[Start of TEXT SECTION]

El Salvador – The Prodigal Son

Hello everyone,

I apologize again that we have not posted a review of the trip yet.  We have had busy weeks with new stresses recently.  Amanda has recently started a new case with more hours and we have been working to get the house prepared for winter.

I hate to disappoint, but we still do not have our review ready to post.  I promise that it is on our to-do lists!

To tide you over until then, I have included the transcript of the the message/lesson that I (Dan) gave at la fuente, the after-school ministry that we were helping at.  Enjoy.

Luke 15:11-24

11 Jesus continued: “There was a man who had two sons. 12 The younger one said to his father, ‘Father, give me my share of the estate.’ So he divided his property between them.

13 “Not long after that, the younger son got together all he had, set off for a distant country and there squandered his wealth in wild living.14 After he had spent everything, there was a severe famine in that whole country, and he began to be in need. 15 So he went and hired himself out to a citizen of that country, who sent him to his fields to feed pigs. 16 He longed to fill his stomach with the pods that the pigs were eating, but no one gave him anything.

[End of TEXT SECTION]

Continue the post about the El Salvador trip from where it stops above.

[Start of INFORMATION SHOWN]

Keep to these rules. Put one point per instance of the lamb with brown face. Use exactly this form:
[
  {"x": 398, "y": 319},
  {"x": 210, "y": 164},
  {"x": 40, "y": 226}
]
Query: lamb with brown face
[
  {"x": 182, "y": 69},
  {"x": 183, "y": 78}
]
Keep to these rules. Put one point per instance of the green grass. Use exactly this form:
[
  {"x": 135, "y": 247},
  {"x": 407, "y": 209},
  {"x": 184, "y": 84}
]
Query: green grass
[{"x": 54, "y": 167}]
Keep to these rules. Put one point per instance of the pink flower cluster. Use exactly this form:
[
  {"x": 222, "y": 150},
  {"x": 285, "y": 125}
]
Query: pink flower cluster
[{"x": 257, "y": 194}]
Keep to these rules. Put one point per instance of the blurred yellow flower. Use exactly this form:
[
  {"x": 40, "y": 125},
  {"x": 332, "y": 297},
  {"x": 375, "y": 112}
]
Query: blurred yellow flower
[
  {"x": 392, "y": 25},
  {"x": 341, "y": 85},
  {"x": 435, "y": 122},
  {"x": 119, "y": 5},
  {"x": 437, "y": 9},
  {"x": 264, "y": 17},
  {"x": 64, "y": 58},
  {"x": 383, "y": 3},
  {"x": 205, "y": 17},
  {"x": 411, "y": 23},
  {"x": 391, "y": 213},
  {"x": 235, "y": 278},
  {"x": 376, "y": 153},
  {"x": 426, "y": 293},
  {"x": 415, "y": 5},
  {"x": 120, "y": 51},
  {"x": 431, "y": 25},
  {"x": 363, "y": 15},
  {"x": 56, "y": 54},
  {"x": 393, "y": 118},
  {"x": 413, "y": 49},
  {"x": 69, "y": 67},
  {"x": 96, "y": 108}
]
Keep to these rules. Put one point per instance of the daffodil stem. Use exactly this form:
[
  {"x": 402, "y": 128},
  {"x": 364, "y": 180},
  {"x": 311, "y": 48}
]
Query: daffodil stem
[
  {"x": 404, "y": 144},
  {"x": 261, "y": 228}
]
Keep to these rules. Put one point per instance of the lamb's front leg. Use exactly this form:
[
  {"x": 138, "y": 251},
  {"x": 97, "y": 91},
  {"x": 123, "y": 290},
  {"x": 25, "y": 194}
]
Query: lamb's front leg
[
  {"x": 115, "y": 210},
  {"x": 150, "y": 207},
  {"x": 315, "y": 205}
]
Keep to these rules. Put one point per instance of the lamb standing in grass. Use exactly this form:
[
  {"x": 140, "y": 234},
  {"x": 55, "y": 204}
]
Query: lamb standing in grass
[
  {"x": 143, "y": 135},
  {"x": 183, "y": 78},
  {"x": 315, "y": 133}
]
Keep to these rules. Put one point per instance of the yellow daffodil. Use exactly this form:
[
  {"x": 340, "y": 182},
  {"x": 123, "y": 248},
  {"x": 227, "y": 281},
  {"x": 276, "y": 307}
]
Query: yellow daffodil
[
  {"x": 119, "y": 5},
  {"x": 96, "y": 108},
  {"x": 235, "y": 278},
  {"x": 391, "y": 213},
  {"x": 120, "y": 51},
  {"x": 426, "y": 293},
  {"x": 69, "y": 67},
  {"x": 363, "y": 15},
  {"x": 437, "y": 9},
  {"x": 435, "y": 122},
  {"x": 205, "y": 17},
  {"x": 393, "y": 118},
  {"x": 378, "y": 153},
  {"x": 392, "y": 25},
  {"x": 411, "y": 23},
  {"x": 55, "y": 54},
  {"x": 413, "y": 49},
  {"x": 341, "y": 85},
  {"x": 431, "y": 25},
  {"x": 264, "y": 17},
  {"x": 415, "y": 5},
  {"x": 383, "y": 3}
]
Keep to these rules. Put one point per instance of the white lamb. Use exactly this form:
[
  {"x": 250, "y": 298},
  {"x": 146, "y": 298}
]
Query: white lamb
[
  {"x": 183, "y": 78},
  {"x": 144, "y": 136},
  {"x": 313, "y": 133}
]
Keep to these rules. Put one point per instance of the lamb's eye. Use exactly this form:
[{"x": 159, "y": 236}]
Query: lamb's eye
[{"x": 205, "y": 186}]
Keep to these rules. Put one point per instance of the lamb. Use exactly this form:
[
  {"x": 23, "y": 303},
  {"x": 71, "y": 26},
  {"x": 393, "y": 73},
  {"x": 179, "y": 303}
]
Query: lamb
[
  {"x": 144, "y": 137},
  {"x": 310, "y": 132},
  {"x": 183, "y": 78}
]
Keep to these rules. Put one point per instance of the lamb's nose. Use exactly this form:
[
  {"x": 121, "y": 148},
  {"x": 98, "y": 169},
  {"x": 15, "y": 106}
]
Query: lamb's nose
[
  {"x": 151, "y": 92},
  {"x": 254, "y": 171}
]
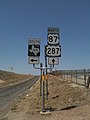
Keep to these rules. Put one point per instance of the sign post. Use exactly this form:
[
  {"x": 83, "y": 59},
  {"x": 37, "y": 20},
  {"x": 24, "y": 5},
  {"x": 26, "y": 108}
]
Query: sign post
[
  {"x": 33, "y": 51},
  {"x": 52, "y": 51}
]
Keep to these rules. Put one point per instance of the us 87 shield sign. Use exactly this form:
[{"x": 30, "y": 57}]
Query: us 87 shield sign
[{"x": 53, "y": 51}]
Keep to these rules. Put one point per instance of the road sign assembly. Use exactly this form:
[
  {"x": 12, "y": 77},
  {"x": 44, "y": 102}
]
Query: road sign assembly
[
  {"x": 53, "y": 51},
  {"x": 33, "y": 60},
  {"x": 33, "y": 51},
  {"x": 53, "y": 60}
]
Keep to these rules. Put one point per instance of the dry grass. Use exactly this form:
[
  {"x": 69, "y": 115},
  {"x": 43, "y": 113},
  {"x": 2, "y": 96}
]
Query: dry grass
[{"x": 9, "y": 77}]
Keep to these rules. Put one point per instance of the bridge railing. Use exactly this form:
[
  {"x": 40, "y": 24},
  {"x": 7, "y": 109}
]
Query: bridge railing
[{"x": 77, "y": 76}]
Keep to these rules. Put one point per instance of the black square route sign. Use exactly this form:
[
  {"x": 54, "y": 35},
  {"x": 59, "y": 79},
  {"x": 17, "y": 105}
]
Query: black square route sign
[{"x": 34, "y": 50}]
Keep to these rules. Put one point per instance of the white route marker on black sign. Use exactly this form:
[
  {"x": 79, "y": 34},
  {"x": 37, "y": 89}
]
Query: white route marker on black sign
[
  {"x": 53, "y": 51},
  {"x": 53, "y": 39},
  {"x": 33, "y": 51},
  {"x": 53, "y": 60}
]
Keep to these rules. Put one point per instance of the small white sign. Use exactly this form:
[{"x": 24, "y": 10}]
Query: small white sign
[
  {"x": 53, "y": 51},
  {"x": 53, "y": 60},
  {"x": 34, "y": 41},
  {"x": 53, "y": 30},
  {"x": 33, "y": 60},
  {"x": 53, "y": 39}
]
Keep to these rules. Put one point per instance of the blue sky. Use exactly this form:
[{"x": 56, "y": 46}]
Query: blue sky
[{"x": 23, "y": 19}]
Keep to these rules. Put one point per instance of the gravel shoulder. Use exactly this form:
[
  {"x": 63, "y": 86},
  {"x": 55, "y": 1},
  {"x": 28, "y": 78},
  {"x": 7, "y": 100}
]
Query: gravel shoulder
[{"x": 66, "y": 100}]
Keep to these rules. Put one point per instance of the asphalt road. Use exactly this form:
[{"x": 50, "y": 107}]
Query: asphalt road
[{"x": 9, "y": 94}]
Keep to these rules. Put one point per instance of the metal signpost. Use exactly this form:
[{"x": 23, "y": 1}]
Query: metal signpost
[
  {"x": 52, "y": 51},
  {"x": 33, "y": 51}
]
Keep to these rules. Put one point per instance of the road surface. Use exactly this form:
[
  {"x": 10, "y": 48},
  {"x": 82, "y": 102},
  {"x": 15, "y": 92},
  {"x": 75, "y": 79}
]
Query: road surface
[{"x": 9, "y": 94}]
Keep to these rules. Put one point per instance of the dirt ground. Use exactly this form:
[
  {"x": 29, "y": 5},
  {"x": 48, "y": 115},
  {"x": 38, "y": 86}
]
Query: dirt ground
[
  {"x": 9, "y": 78},
  {"x": 67, "y": 101}
]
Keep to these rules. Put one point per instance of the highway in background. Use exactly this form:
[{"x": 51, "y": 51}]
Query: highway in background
[{"x": 9, "y": 94}]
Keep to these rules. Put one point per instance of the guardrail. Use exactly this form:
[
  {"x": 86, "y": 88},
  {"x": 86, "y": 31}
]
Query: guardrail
[{"x": 78, "y": 76}]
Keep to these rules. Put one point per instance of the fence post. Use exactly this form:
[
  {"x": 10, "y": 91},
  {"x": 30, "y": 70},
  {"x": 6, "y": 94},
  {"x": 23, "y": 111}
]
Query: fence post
[{"x": 71, "y": 75}]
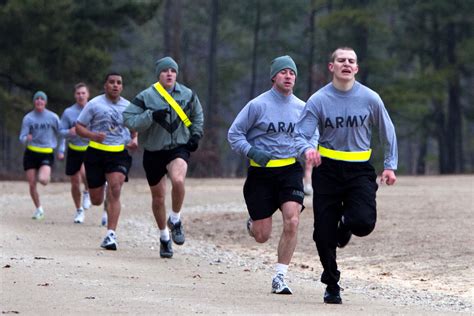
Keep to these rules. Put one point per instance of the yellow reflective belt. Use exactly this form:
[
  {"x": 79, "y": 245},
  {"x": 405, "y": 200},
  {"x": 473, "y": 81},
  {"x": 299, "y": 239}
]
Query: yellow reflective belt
[
  {"x": 345, "y": 155},
  {"x": 275, "y": 162},
  {"x": 77, "y": 148},
  {"x": 159, "y": 88},
  {"x": 40, "y": 149},
  {"x": 111, "y": 148}
]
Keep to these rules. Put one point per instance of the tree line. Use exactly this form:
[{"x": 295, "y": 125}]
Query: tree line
[{"x": 416, "y": 54}]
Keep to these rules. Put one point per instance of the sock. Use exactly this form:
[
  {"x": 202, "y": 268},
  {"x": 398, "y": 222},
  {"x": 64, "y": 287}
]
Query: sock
[
  {"x": 174, "y": 217},
  {"x": 164, "y": 234},
  {"x": 281, "y": 268}
]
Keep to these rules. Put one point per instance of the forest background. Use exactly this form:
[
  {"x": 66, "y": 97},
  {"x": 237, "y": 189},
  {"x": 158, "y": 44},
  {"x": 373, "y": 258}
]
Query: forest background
[{"x": 418, "y": 55}]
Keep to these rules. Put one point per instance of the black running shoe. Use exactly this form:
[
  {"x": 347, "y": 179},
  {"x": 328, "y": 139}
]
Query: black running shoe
[
  {"x": 332, "y": 295},
  {"x": 166, "y": 250},
  {"x": 343, "y": 235},
  {"x": 109, "y": 242},
  {"x": 177, "y": 232},
  {"x": 249, "y": 228}
]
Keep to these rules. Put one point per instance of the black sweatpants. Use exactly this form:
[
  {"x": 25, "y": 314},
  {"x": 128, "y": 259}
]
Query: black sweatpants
[{"x": 341, "y": 189}]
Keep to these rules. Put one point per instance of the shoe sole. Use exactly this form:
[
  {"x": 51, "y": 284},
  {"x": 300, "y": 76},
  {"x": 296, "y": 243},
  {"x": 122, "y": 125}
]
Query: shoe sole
[
  {"x": 178, "y": 243},
  {"x": 170, "y": 227},
  {"x": 336, "y": 301},
  {"x": 284, "y": 291},
  {"x": 110, "y": 247}
]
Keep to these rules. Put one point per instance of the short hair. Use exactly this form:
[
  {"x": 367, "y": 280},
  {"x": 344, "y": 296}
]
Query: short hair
[
  {"x": 80, "y": 85},
  {"x": 111, "y": 74},
  {"x": 333, "y": 55}
]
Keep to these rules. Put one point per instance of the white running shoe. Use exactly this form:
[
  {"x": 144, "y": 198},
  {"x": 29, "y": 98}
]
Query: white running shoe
[
  {"x": 279, "y": 286},
  {"x": 79, "y": 218},
  {"x": 86, "y": 200},
  {"x": 38, "y": 215},
  {"x": 104, "y": 218},
  {"x": 109, "y": 242}
]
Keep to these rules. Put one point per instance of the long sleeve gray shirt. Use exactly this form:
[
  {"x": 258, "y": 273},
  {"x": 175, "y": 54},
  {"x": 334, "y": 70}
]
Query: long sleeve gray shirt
[
  {"x": 345, "y": 120},
  {"x": 103, "y": 115},
  {"x": 68, "y": 120},
  {"x": 43, "y": 126},
  {"x": 267, "y": 123}
]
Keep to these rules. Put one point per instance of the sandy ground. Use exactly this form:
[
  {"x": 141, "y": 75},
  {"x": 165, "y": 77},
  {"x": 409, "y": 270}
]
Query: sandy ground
[{"x": 419, "y": 259}]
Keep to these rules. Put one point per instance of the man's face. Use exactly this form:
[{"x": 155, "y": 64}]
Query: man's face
[
  {"x": 81, "y": 95},
  {"x": 40, "y": 104},
  {"x": 284, "y": 81},
  {"x": 113, "y": 86},
  {"x": 167, "y": 78},
  {"x": 344, "y": 67}
]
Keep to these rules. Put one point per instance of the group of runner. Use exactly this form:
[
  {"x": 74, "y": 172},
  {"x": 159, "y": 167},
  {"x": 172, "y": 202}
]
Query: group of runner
[
  {"x": 332, "y": 132},
  {"x": 99, "y": 134},
  {"x": 276, "y": 131}
]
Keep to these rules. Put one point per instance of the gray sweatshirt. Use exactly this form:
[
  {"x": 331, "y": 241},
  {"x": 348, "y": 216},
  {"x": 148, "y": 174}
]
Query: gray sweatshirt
[
  {"x": 267, "y": 123},
  {"x": 345, "y": 120},
  {"x": 102, "y": 115},
  {"x": 43, "y": 126},
  {"x": 68, "y": 120}
]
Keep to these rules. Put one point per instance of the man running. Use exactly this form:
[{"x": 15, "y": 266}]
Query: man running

[End of INFORMATION SHOWN]

TASK RESULT -
17 “When he came to his senses, he said, ‘How many of my father’s hired servants have food to spare, and here I am starving to death! 18 I will set out and go back to my father and say to him: Father, I have sinned against heaven and against you. 19 I am no longer worthy to be called your son; make me like one of your hired servants.’ 20 So he got up and went to his father.

“But while he was still a long way off, his father saw him and was filled with compassion for him; he ran to his son, threw his arms around him and kissed him.

21 “The son said to him, ‘Father, I have sinned against heaven and against you. I am no longer worthy to be called your son.’

22 “But the father said to his servants, ‘Quick! Bring the best robe and put it on him. Put a ring on his finger and sandals on his feet. 23 Bring the fattened calf and kill it. Let’s have a feast and celebrate. 24 For this son of mine was dead and is alive again; he was lost and is found.’ So they began to celebrate.

This parable of the two sons presents us with a lot of truth, wrapped up in this short section.  Jesus has this amazing ability to use the parables to teach about who he is and what our relationship with Him can look like in just a few paragraphs.

In this parable, Jesus tells about God’s reaction to two different ways that we may interact with Him.  today, we will focus on what the older brother in this parable teaches us, and next time we are here, John will talk about what the older brother in this parable teaches us about our relationship with God.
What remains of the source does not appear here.